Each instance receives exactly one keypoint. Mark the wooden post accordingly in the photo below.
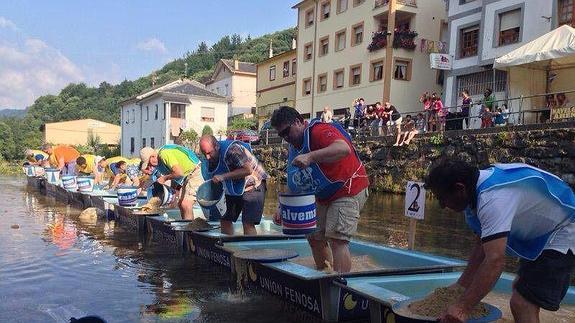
(411, 236)
(389, 51)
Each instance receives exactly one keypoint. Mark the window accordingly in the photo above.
(376, 72)
(272, 73)
(286, 69)
(565, 12)
(402, 69)
(208, 114)
(340, 40)
(322, 83)
(324, 46)
(308, 51)
(309, 16)
(469, 40)
(325, 9)
(355, 75)
(338, 79)
(306, 87)
(509, 27)
(341, 6)
(357, 35)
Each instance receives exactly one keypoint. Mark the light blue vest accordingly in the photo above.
(234, 187)
(163, 169)
(312, 180)
(530, 233)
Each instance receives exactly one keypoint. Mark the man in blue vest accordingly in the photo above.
(232, 163)
(516, 208)
(322, 161)
(179, 165)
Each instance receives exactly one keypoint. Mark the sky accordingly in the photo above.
(46, 44)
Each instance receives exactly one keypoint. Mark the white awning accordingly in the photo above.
(554, 50)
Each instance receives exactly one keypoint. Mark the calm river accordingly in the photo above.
(55, 264)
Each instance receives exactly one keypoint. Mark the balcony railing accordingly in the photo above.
(381, 3)
(402, 39)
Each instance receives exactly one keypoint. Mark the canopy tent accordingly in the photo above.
(552, 51)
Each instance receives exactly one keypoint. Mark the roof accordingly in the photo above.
(244, 67)
(555, 49)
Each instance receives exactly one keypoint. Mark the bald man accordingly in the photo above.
(232, 163)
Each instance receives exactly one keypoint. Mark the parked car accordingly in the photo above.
(247, 136)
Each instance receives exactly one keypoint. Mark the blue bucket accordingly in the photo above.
(213, 200)
(128, 196)
(53, 175)
(298, 213)
(69, 183)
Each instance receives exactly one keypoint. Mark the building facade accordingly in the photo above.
(276, 79)
(236, 81)
(158, 116)
(482, 30)
(77, 132)
(341, 52)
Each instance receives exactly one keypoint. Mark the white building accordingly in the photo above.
(157, 117)
(236, 81)
(482, 30)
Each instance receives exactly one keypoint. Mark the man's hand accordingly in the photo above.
(302, 161)
(218, 179)
(455, 313)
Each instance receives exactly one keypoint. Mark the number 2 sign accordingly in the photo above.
(415, 200)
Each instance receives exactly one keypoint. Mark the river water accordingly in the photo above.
(55, 264)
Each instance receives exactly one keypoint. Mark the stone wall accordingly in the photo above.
(549, 146)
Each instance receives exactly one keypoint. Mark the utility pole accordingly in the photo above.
(389, 51)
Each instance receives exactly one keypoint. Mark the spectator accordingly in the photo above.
(326, 115)
(465, 107)
(383, 119)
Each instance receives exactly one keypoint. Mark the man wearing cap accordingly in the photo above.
(179, 165)
(62, 157)
(232, 163)
(323, 162)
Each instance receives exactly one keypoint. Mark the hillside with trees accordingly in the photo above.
(79, 101)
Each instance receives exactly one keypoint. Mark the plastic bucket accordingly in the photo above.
(298, 213)
(85, 183)
(212, 200)
(52, 175)
(165, 193)
(127, 196)
(69, 182)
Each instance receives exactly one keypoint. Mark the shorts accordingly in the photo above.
(250, 205)
(544, 281)
(338, 219)
(191, 184)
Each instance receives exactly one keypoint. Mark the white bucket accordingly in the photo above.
(69, 182)
(85, 183)
(298, 213)
(52, 175)
(127, 196)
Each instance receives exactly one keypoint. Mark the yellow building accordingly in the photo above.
(76, 132)
(276, 78)
(341, 56)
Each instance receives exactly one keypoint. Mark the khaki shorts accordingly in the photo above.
(338, 219)
(191, 184)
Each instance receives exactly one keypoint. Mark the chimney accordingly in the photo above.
(271, 54)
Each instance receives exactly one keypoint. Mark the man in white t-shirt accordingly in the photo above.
(516, 208)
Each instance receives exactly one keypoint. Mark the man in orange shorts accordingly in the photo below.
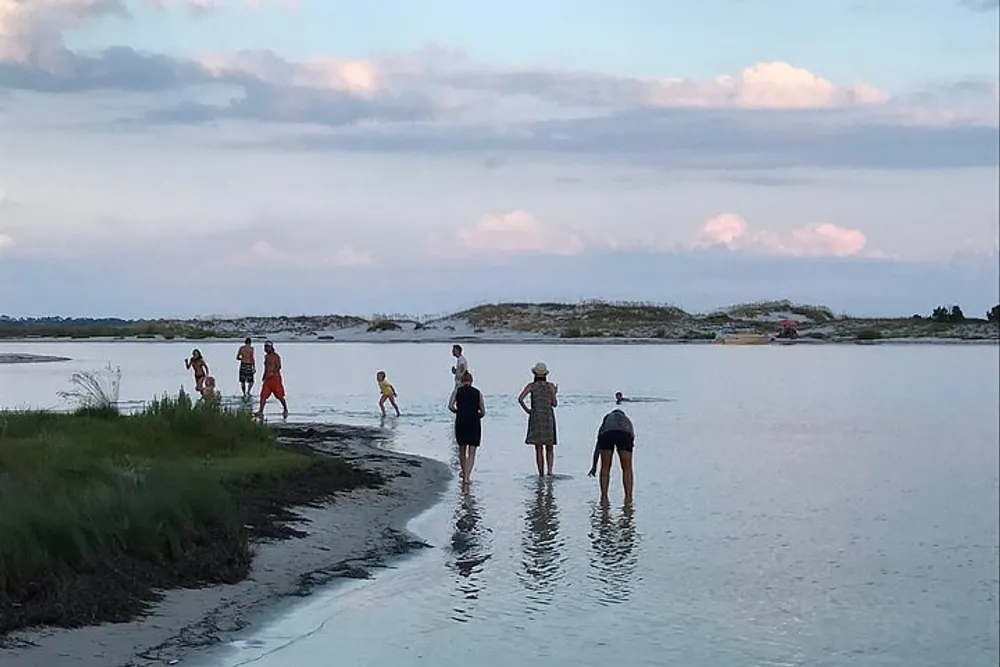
(271, 381)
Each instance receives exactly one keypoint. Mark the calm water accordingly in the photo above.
(803, 505)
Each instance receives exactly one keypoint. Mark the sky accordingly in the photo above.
(212, 157)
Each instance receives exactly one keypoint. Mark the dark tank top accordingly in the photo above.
(467, 403)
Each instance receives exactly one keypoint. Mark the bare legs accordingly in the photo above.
(606, 459)
(545, 458)
(628, 479)
(392, 401)
(466, 461)
(625, 458)
(263, 402)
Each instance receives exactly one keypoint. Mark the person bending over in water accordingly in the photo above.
(271, 382)
(209, 393)
(616, 432)
(386, 393)
(469, 409)
(247, 366)
(197, 364)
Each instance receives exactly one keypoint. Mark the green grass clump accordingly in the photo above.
(98, 508)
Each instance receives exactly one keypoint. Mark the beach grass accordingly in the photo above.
(98, 510)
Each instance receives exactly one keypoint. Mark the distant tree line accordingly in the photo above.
(954, 314)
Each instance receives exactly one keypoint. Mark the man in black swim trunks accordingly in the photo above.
(616, 432)
(247, 367)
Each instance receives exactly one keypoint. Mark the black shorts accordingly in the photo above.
(247, 373)
(620, 440)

• • •

● Directions for this task
The records shown above are to be repeated exactly, with the pictures left out.

● Answer space
Each instance receives exactly one keypoint. Mark the wooden post accordingly in the photo below.
(411, 236)
(389, 51)
Each instance receives exactly one keypoint. Mark the window accordingly in the photo above.
(376, 72)
(272, 73)
(286, 69)
(565, 12)
(402, 69)
(208, 114)
(340, 40)
(322, 83)
(324, 46)
(308, 51)
(309, 16)
(469, 40)
(325, 9)
(355, 75)
(338, 79)
(306, 87)
(509, 27)
(341, 6)
(357, 35)
Each instance receives exactly one keypoint. Mark the light blue vest accordingly in the photo above.
(234, 187)
(163, 169)
(312, 180)
(530, 233)
Each instance receives exactly one keypoint. Mark the man in blue vest accordingly in the photo above.
(232, 163)
(516, 208)
(322, 161)
(179, 165)
Each instance receives exactly one keypoint. Mark the sky accordingly in the photo above.
(46, 44)
Each instance receives exactly one keypoint. Mark the white awning accordingly in the photo above.
(554, 50)
Each instance receives exactly one keypoint. Mark the calm river accordingly in the photo above.
(55, 264)
Each instance receives exactly one keypoint. Mark the balcony railing accordingly in the photo above.
(381, 3)
(402, 39)
Each instance receives exactly one keypoint. Mark the canopy tent accordingly in the photo above.
(552, 51)
Each instance receives exactly one keypoint. Mark the roof accordingly in the photo above.
(244, 67)
(555, 49)
Each instance receives exactly one keypoint. Mark the bald man accordingly in the photo above.
(232, 163)
Each instance receives exactly one keypoint. Mark the parked car accordingly in the photo above.
(247, 136)
Each instance receives exactly one keypoint. Mark the blue bucket accordingly in the photo above.
(213, 200)
(128, 196)
(53, 175)
(298, 213)
(69, 183)
Each instance receives exactly one keypoint. Mark the building facade accordingly in the photo above.
(276, 79)
(236, 81)
(158, 116)
(482, 30)
(77, 132)
(341, 52)
Each instance receives exactly one keypoint. Mark the white building accordingly in the photo above.
(157, 117)
(236, 81)
(482, 30)
Each instance receives exactly one keypoint. Mark the man's hand accordingly in the photo above.
(302, 161)
(218, 179)
(455, 313)
Each instance receives exactly one keypoint. Mark the number 2 sign accordingly in the photo above.
(415, 200)
Each instance receives exactly one keypoint. Mark the river water accordingly in the photo above.
(55, 264)
Each instance receives exactly one keypoint. Mark the stone wall accordingly in the photo above.
(549, 146)
Each instance receives exactly one keypoint. Mark the utility pole accordingly in the photo above.
(389, 51)
Each instance receives exactly one keypoint. Mark the spectator accordingly in the photo above.
(326, 115)
(465, 107)
(383, 119)
Each instance receives exactly one keypoint. Mark the man wearing cap accordingly in the photo above.
(179, 165)
(62, 157)
(232, 163)
(323, 162)
Each instance receives exactly one keypoint. Mark the hillside with trees accordingly in the photo above.
(79, 101)
Each instance receives exactly one keypoint. Mark the plastic bucket accordingly in the photo above.
(298, 213)
(85, 183)
(212, 200)
(52, 175)
(165, 193)
(127, 196)
(69, 182)
Each instance receives exactly one keypoint. Mark the shorts accordingly in the photo above.
(250, 205)
(544, 281)
(338, 219)
(191, 184)
Each instance receives exactly one keypoint. Mark the white bucket accordingly in the photo above.
(69, 182)
(85, 183)
(298, 213)
(52, 175)
(127, 196)
Each instance receives exactly one keypoint. Mark the yellow building accordingly in the photo above.
(76, 132)
(276, 78)
(341, 56)
Each instance receives exactly one keypoint. Mark the khaki shorts accordingly in the photo above.
(338, 219)
(191, 184)
Each instance receives exactly one keypoint. Mark the chimney accordingly in the photo above.
(271, 54)
Each instance receives exactly one keypoint. Mark the man in white t-shirt accordingly in the photo above.
(516, 208)
Each instance receives exactly one keypoint. Mark the man in orange shorts accordingly in the photo below.
(271, 381)
Each instance receives exactly one keypoint. Mark the calm water accordingly in the photo above.
(803, 505)
Each instance receives exactly one keypoint. Mark the sky accordingly in the photo above.
(212, 157)
Each instance receives exactly one keypoint. Mark the dark tank top accordingly in the photo above.
(467, 403)
Each instance receives exactly one keypoint. Mark the bare legs accordingly in the photo above.
(606, 459)
(545, 458)
(628, 479)
(392, 401)
(466, 461)
(625, 458)
(263, 402)
Each instance receives exactly one keypoint. Mark the person bending over in water accordingly in the photo above.
(271, 382)
(209, 393)
(616, 432)
(386, 393)
(469, 409)
(247, 366)
(197, 364)
Each instance receives exactly one keypoint. Mark the green grass clump accordingly in the photo above.
(98, 508)
Each instance receives exactly one keypoint. Mark the beach grass accordingly in the photo above.
(98, 510)
Each instance receives exactly one keypoint. Mark the distant tree line accordingly in the photo above.
(954, 314)
Each instance receives exactly one keypoint. Mark the man in black swim trunks accordingly in the photo above.
(616, 432)
(247, 367)
Each instance receives exactly one keypoint. Mark the black shorts accordingly in the photo above.
(247, 373)
(620, 440)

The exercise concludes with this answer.